=== Section Start ===
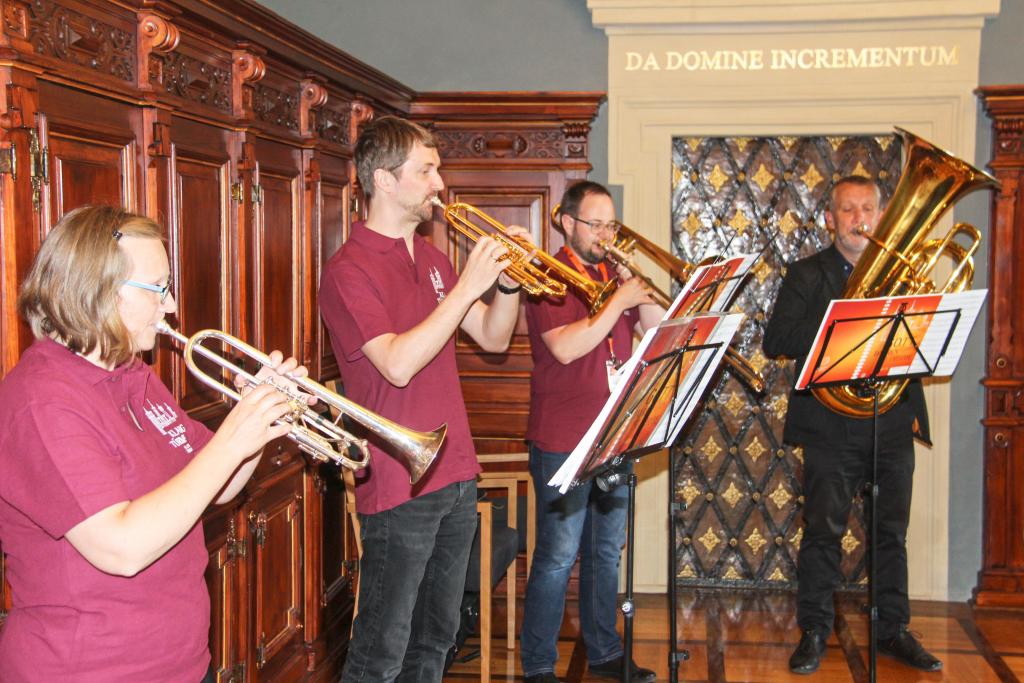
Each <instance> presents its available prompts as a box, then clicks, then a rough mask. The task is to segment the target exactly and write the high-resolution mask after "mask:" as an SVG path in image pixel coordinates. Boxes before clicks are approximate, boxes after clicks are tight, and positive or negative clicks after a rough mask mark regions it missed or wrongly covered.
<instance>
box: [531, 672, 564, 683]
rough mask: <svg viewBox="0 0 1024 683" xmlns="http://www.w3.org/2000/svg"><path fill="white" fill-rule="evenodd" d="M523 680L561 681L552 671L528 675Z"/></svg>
mask: <svg viewBox="0 0 1024 683" xmlns="http://www.w3.org/2000/svg"><path fill="white" fill-rule="evenodd" d="M523 680H524V681H526V683H560V681H559V680H558V679H557V678H555V675H554V674H552V673H551V672H550V671H546V672H544V673H543V674H534V675H532V676H527V677H526V678H524V679H523Z"/></svg>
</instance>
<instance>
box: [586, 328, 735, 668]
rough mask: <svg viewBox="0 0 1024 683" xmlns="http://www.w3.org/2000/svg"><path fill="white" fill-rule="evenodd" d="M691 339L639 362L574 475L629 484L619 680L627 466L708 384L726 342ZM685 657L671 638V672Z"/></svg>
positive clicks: (677, 429)
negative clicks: (619, 668)
mask: <svg viewBox="0 0 1024 683" xmlns="http://www.w3.org/2000/svg"><path fill="white" fill-rule="evenodd" d="M679 323H680V322H673V323H670V324H669V325H679ZM693 337H694V334H693V330H690V332H689V336H687V337H686V338H685V340H684V341H683V343H682V344H681V345H679V346H676V347H674V348H672V349H671V350H668V351H666V352H664V353H659V354H657V355H655V356H654V357H651V358H649V359H641V360H640V361H639V364H638V365H637V367H636V368H635V370H634V372H633V374H632V375H631V376H630V378H629V381H628V384H627V386H626V388H625V390H624V391H623V392H622V393H621V394H620V395H618V397H617V400H616V402H615V404H614V407H613V409H612V411H611V413H610V415H609V417H608V419H607V421H606V422H605V424H604V427H603V428H602V429H601V430H600V432H599V434H598V436H597V438H596V439H595V441H594V443H593V445H592V446H591V449H590V451H589V455H588V457H587V458H586V459H585V461H584V463H583V464H582V466H581V468H580V470H579V472H578V474H577V476H575V479H577V480H578V481H583V480H586V479H590V478H593V479H594V482H595V484H596V485H597V486H598V487H600V488H601V489H602V490H610V489H611V488H613V487H614V486H616V485H620V484H623V483H625V484H626V485H627V486H628V487H629V496H628V507H627V528H628V533H627V544H626V597H625V599H624V600H623V604H622V606H621V609H622V612H623V620H624V628H623V631H624V638H623V645H624V654H623V673H622V680H623V681H624V682H626V683H629V681H630V680H631V676H632V673H631V671H630V663H632V660H633V618H634V615H635V609H634V604H633V565H634V561H635V531H636V485H637V476H636V474H635V473H634V472H633V470H632V467H631V466H632V463H633V462H634V461H635V460H637V459H639V458H640V457H642V456H645V455H647V454H650V453H654V452H656V451H660V450H663V449H665V447H666V445H667V444H668V443H669V442H670V441H671V440H673V439H674V438H675V437H676V435H678V433H679V431H681V429H682V426H683V423H685V421H686V420H687V419H688V417H689V416H690V414H691V413H692V411H693V408H694V405H695V404H696V402H697V401H698V400H699V398H700V395H701V394H702V392H703V389H705V388H706V387H707V384H708V382H707V379H709V378H710V376H711V374H712V373H713V372H714V370H715V369H716V368H717V367H718V365H719V362H721V358H722V354H723V352H724V350H725V345H726V344H727V342H728V340H725V341H722V340H718V341H715V342H712V343H706V344H699V343H698V344H694V343H692V341H693ZM705 351H714V352H712V353H703V352H705ZM687 354H689V355H687ZM659 434H660V436H659ZM652 438H653V440H652ZM673 623H675V618H673ZM688 658H689V652H688V651H685V650H683V651H682V652H679V651H677V650H676V642H675V639H674V640H673V652H672V653H671V654H670V665H671V668H672V669H673V670H675V669H676V668H677V667H678V663H679V661H683V660H686V659H688Z"/></svg>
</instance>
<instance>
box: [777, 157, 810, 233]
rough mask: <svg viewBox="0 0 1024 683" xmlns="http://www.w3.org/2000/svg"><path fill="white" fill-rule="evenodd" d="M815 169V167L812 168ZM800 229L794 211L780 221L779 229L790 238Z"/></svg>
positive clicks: (779, 229) (778, 224) (782, 217)
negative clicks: (791, 232) (792, 233)
mask: <svg viewBox="0 0 1024 683" xmlns="http://www.w3.org/2000/svg"><path fill="white" fill-rule="evenodd" d="M811 168H813V166H812V167H811ZM798 227H800V219H799V218H798V217H797V214H795V213H794V212H792V211H786V212H785V215H784V216H782V219H781V220H780V221H778V229H779V230H781V232H782V234H785V236H788V234H790V233H791V232H793V231H794V230H795V229H797V228H798Z"/></svg>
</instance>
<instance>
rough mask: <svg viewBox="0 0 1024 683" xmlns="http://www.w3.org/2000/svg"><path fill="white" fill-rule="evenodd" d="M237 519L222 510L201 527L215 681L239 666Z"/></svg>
mask: <svg viewBox="0 0 1024 683" xmlns="http://www.w3.org/2000/svg"><path fill="white" fill-rule="evenodd" d="M237 516H238V515H237V514H236V512H234V510H232V509H230V508H227V507H225V508H222V509H220V510H218V511H217V512H216V513H215V514H211V515H208V516H207V518H206V519H205V520H204V522H205V523H204V528H203V530H204V532H205V533H206V545H207V549H208V550H209V552H210V563H209V564H208V565H207V567H206V586H207V589H208V590H209V591H210V655H211V657H212V661H211V667H212V668H213V671H214V674H215V675H216V677H217V679H216V680H218V681H229V680H231V676H232V675H237V674H239V673H240V672H239V669H240V667H241V663H242V654H241V651H242V650H241V647H242V643H240V642H239V629H238V620H239V614H240V612H241V609H240V607H241V606H242V605H241V601H240V593H241V591H240V588H241V587H240V586H239V562H240V561H242V558H243V557H245V550H244V548H245V546H244V541H243V540H242V539H241V538H240V535H239V524H238V521H237ZM239 680H241V679H239Z"/></svg>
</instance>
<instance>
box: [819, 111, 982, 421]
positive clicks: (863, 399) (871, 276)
mask: <svg viewBox="0 0 1024 683" xmlns="http://www.w3.org/2000/svg"><path fill="white" fill-rule="evenodd" d="M896 130H897V131H898V132H899V134H900V135H901V136H902V138H903V146H904V150H905V152H906V155H905V157H904V159H905V162H904V164H903V175H902V176H900V179H899V182H898V183H897V185H896V189H895V190H894V191H893V196H892V199H891V200H890V201H889V206H888V207H887V208H886V210H885V213H884V214H883V215H882V218H881V219H880V220H879V224H878V226H877V227H876V228H874V230H873V231H872V232H871V233H867V232H863V231H862V232H861V234H863V236H864V237H865V238H866V239H867V241H868V245H867V247H866V248H865V249H864V252H863V253H862V254H861V255H860V259H859V260H858V261H857V265H856V266H855V267H854V269H853V272H852V273H851V274H850V280H849V281H848V282H847V286H846V291H845V292H844V293H843V298H844V299H867V298H873V297H887V296H901V295H909V294H929V293H933V292H939V293H947V292H961V291H963V290H965V289H966V288H967V287H969V286H970V285H971V281H972V280H973V278H974V263H973V260H972V258H971V257H972V256H973V255H974V252H975V251H977V249H978V245H979V244H980V243H981V233H980V232H978V230H977V229H976V228H975V227H974V226H973V225H970V224H968V223H957V224H956V225H954V226H953V227H952V228H951V229H950V230H949V231H948V232H947V233H946V236H945V237H944V238H942V239H931V240H929V239H927V238H928V234H929V233H930V232H931V231H932V228H933V227H934V226H935V224H936V223H937V222H938V221H939V219H940V218H941V217H942V215H943V214H944V213H945V212H946V211H947V210H949V208H950V207H951V206H952V205H953V204H955V203H956V202H957V201H958V200H959V199H961V198H963V197H964V196H966V195H969V194H971V193H973V191H975V190H976V189H982V188H985V187H998V186H999V182H998V181H997V180H996V179H995V178H993V177H992V176H990V175H989V174H987V173H985V172H984V171H981V170H978V169H976V168H974V167H973V166H971V165H970V164H968V163H967V162H965V161H963V160H961V159H957V158H956V157H953V156H952V155H950V154H949V153H947V152H944V151H942V150H940V148H939V147H937V146H935V145H934V144H932V143H931V142H929V141H928V140H925V139H923V138H920V137H918V136H916V135H914V134H913V133H911V132H909V131H906V130H903V129H902V128H897V129H896ZM958 236H964V237H965V238H966V239H967V240H968V241H969V242H970V244H969V245H968V246H967V247H965V246H963V245H961V244H959V243H957V242H954V241H953V240H954V239H955V238H956V237H958ZM943 255H946V256H948V257H949V258H950V259H951V260H952V261H953V264H954V267H953V271H952V273H951V274H950V275H949V276H948V278H947V279H946V281H945V283H944V284H943V285H942V286H941V287H940V286H937V285H936V284H935V283H933V282H932V279H931V273H932V269H933V268H934V267H935V264H936V263H938V261H939V258H941V257H942V256H943ZM908 381H909V380H891V381H887V382H883V383H882V384H881V385H880V387H879V398H878V400H879V413H880V414H881V413H885V412H886V411H888V410H889V409H891V408H892V407H893V405H895V404H896V401H897V400H898V399H899V396H900V394H901V393H902V391H903V388H904V387H905V386H906V385H907V383H908ZM811 391H812V392H813V393H814V396H815V397H816V398H817V399H818V400H820V401H821V402H822V403H823V404H824V405H825V407H827V408H828V409H829V410H831V411H834V412H835V413H839V414H841V415H848V416H850V417H855V418H868V417H870V416H871V415H872V399H871V397H870V396H862V395H860V394H859V393H858V392H857V391H856V389H854V388H852V387H850V386H849V385H842V386H828V387H817V388H814V389H812V390H811Z"/></svg>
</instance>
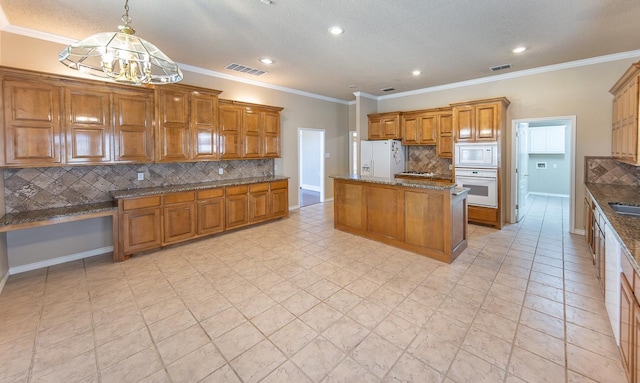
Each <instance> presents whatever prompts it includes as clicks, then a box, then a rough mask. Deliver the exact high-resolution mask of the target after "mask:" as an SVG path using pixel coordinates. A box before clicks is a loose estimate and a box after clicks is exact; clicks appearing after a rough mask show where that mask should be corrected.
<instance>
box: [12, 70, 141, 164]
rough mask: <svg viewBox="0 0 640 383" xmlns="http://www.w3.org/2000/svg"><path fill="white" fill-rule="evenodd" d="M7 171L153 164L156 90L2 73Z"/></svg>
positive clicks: (15, 70) (71, 79)
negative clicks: (123, 163)
mask: <svg viewBox="0 0 640 383" xmlns="http://www.w3.org/2000/svg"><path fill="white" fill-rule="evenodd" d="M0 79H1V80H2V99H3V101H2V107H3V111H4V124H3V128H2V135H1V138H2V140H3V146H4V156H2V158H1V159H0V161H1V163H0V165H4V166H7V167H34V166H60V165H65V164H108V163H122V162H152V161H153V141H152V138H153V90H151V89H146V88H132V87H125V86H121V85H117V84H109V83H101V82H96V81H89V80H82V79H72V78H66V77H62V76H54V75H48V74H43V73H38V72H31V71H22V70H14V69H9V68H0Z"/></svg>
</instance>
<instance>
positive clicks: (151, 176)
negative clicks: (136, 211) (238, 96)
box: [4, 159, 274, 213]
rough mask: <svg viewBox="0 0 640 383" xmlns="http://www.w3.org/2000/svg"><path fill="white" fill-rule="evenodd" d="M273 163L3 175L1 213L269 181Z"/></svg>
mask: <svg viewBox="0 0 640 383" xmlns="http://www.w3.org/2000/svg"><path fill="white" fill-rule="evenodd" d="M273 163H274V161H273V159H261V160H242V161H220V162H181V163H170V164H131V165H103V166H76V167H51V168H24V169H4V186H5V189H4V194H5V209H6V213H16V212H21V211H29V210H39V209H49V208H56V207H65V206H73V205H84V204H89V203H96V202H106V201H110V200H112V198H111V195H110V194H109V192H110V191H111V190H123V189H134V188H143V187H153V186H165V185H175V184H187V183H197V182H207V181H217V180H224V179H232V178H247V177H262V176H269V175H273ZM219 168H223V169H224V174H223V175H219V174H218V169H219ZM138 173H144V180H143V181H138Z"/></svg>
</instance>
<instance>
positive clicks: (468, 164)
mask: <svg viewBox="0 0 640 383" xmlns="http://www.w3.org/2000/svg"><path fill="white" fill-rule="evenodd" d="M454 157H455V159H456V160H455V166H456V167H462V168H497V167H498V143H497V142H487V143H484V142H477V143H466V142H459V143H456V145H455V154H454Z"/></svg>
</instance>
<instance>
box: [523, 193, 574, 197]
mask: <svg viewBox="0 0 640 383" xmlns="http://www.w3.org/2000/svg"><path fill="white" fill-rule="evenodd" d="M530 195H541V196H545V197H565V198H569V194H554V193H538V192H529V194H527V197H528V196H530Z"/></svg>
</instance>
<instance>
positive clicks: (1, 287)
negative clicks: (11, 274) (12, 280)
mask: <svg viewBox="0 0 640 383" xmlns="http://www.w3.org/2000/svg"><path fill="white" fill-rule="evenodd" d="M8 279H9V270H7V272H6V273H4V275H3V276H2V280H1V281H0V294H2V290H4V285H6V284H7V280H8Z"/></svg>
=== Section End ===
TASK ITEM: Pick out all lines from the data above in which the word "coordinates" appears.

EXPECTED ANSWER:
Each <instance> presents its available prompts as a box, then clicks, then a rough mask. The task is to segment the target exactly and write the high-resolution mask after "mask:" as an SVG path in image pixel coordinates. Boxes before clicks are approximate, boxes after clicks are tight, and positive or negative clicks after a rough mask mark regions it missed or wrongly covered.
Each <instance> presents whatever prompts it includes as clicks, then a box, then a rough mask. Deliver the exact high-resolution mask of the target after "mask:" as an SVG path using pixel coordinates. A box before clicks is a loose estimate and a box after clicks is exact; clicks appearing after a rough mask show where that mask should be corrected.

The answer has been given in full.